··· TEXTE FOURNI ···

Cette réalité est dangereuse. Plus que jamais, la frontière entre le journalisme et la propagande devient très ténue (voir encadré). Cette fragilité se constatera à chaque attentat survenu sur le sol européen ou américain : les mass media diffusent instantanément une émotion partagée dans le monde entier. Au contraire, le principe du « mort kilométrique » conduit les entreprises médiatiques à négliger les attentats presque quotidiens qui ont lieu dans d’autres parties du monde.

Au 21ième siècle, ce traitement médiatique à géométrie variable a contribué largement à nourrir la stigmatisation et l’hostilité à l’égard des populations musulmanes.

Comme le soulignera notamment l’étude du sociologue Christopher Bail.3 La nature du traitement médiatique est susceptible d’influer gravement sur l’opinion publique et de provoquer des distorsions dans la représentation qu’elle peut avoir de l’événement, allant, comme cela semble être le cas du terrorisme, « jusqu’à désorganiser tout ou partie du comportement collectif ».4

L’hyperconsommation d’une information quasi unidimensionnelle n’accroit pas la connaissance que l’opinion publique a des faits. Mais à force d’être répétée, cette information forge la manière dont elle perçoit la réalité.5

Faire de la propagande, c’est participer à la construction de messages partisans qui incitent à prendre position. Le citoyen se voit réduit à un seul choix : « soit tu es avec nous, soit tu es contre nous ». Il fournit un sens à la réalité, une vérité construite, et guide les comportements. Les médias créent ainsi un « modèle social », une représentation que tout le groupe social va s’approprier et à laquelle il doit adhérer.

L’hyperconsommation d’une information quasi unidimensionnelle n’accroit pas la connaissance que l’opinion publique a des faits. Mais à force d’être répétée, cette information forge la manière dont elle perçoit la réalité.

PIERRE MANNONI

Les médias parlent-ils trop et mal du terrorisme ?

Le besoin de sécurité pousse les auditeurs à chercher de l’information mais paradoxalement, celle-ci entretient leur angoisse.

··· DONNÉES BRUTES ···

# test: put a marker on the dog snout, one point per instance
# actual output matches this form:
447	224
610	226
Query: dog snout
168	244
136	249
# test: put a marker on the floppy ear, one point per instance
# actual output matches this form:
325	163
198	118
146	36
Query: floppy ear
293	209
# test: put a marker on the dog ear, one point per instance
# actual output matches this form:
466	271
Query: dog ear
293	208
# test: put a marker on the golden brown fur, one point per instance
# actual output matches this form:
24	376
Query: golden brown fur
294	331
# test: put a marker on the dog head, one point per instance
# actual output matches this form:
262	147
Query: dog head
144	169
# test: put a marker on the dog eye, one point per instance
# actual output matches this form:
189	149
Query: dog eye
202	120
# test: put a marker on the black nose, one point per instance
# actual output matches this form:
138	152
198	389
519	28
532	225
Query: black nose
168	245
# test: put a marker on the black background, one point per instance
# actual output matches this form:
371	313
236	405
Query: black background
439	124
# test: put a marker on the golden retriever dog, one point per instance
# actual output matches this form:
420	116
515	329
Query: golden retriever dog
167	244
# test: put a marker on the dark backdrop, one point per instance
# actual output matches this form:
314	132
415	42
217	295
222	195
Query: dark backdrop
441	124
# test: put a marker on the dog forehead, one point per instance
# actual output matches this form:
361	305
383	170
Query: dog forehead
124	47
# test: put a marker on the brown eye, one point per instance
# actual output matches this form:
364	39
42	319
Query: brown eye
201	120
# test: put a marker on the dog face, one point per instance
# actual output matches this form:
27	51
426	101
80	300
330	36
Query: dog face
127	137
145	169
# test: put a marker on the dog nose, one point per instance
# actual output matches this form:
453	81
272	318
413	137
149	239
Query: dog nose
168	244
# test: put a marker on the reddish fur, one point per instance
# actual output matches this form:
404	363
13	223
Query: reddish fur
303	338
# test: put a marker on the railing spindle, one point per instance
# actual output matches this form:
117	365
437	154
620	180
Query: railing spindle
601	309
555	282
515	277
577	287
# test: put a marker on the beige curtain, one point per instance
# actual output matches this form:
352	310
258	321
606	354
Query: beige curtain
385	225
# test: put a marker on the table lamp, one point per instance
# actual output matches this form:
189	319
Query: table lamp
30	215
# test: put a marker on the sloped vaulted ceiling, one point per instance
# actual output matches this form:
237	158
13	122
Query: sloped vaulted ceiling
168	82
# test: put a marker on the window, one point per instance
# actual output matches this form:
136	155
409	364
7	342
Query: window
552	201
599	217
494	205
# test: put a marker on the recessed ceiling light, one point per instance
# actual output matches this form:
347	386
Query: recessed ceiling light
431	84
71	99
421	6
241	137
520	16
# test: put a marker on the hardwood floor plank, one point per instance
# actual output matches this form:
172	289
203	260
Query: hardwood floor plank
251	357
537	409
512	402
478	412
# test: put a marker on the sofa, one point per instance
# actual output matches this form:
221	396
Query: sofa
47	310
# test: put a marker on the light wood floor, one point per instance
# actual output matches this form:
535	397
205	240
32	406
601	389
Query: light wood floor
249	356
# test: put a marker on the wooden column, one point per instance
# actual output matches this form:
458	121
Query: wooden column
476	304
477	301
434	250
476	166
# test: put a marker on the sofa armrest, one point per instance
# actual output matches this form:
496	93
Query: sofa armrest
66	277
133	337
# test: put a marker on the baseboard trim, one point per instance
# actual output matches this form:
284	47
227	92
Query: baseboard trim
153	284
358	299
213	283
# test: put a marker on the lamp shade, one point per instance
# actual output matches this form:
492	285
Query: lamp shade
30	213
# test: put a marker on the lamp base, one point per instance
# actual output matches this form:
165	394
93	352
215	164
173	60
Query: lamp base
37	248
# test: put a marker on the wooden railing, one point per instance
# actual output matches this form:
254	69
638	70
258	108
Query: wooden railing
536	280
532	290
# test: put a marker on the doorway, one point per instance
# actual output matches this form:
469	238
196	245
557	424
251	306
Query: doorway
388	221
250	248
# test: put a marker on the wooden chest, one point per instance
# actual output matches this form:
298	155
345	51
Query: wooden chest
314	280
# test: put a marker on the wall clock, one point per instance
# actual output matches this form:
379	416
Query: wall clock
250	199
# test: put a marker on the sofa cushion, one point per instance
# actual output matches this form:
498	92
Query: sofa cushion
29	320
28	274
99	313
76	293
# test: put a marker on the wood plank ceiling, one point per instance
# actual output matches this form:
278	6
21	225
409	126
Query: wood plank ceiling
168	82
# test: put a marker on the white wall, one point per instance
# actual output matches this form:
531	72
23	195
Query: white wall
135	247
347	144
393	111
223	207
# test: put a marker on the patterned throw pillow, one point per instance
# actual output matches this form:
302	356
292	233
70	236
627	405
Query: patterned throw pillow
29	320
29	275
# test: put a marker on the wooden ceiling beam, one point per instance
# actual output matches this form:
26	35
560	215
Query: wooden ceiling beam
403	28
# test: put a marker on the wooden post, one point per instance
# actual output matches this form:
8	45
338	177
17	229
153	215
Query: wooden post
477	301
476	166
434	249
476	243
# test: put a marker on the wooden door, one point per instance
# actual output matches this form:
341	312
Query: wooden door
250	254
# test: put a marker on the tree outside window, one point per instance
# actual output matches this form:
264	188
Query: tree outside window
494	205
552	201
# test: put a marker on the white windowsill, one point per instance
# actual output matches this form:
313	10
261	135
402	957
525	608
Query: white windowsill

···

OBJECTIF A =>
Répondez à ces questions sur le texte consacré aux médias et au terrorisme :
(i) Quel principe amène les entreprises médiatiques à négliger les attentats presque quotidiens dans d'autres parties du monde ?
(ii) Envers quelles populations ce traitement médiatique à géométrie variable a-t-il nourri la stigmatisation et l'hostilité au 21ième siècle ?
(iii) À quel choix unique le citoyen se voit-il réduit par la propagande ?
OBJECTIF B =>
Prolongez le texte sur les médias et le terrorisme à partir de sa dernière phrase.

RÉPONSE ATTENDUE A =>
(i) Le principe du « mort kilométrique ».
(ii) Les populations musulmanes.
(iii) « soit tu es avec nous, soit tu es contre nous ».

RÉPONSE ATTENDUE B =>
La surmédiatisation des actes terroristes commis sur nos territoires, couplée avec un traitement spectaculaire et « émotionnel », va donc entraîner une perception de la menace dans l’opinion publique disproportionnée par rapport à sa réalité. Si l’on demande à tout citoyen s’il a peur d’abord d’une attaque terroriste ou d’un accident de la route, c’est bien le terrorisme qui l’effrayera avant l’insécurité routière alors que cette dernière fait près de 1000 fois plus de victimes directes.

Mise en scène de l’insécurité, réduction de la liberté

Avec cette surmédiatisation et le climat anxiogène qu’elle induit, le citoyen est prêt à accepter une restriction de ses libertés fondamentales alors même que celle-ci est contreproductive ou disproportionnée par rapport à l’effectivité de la menace.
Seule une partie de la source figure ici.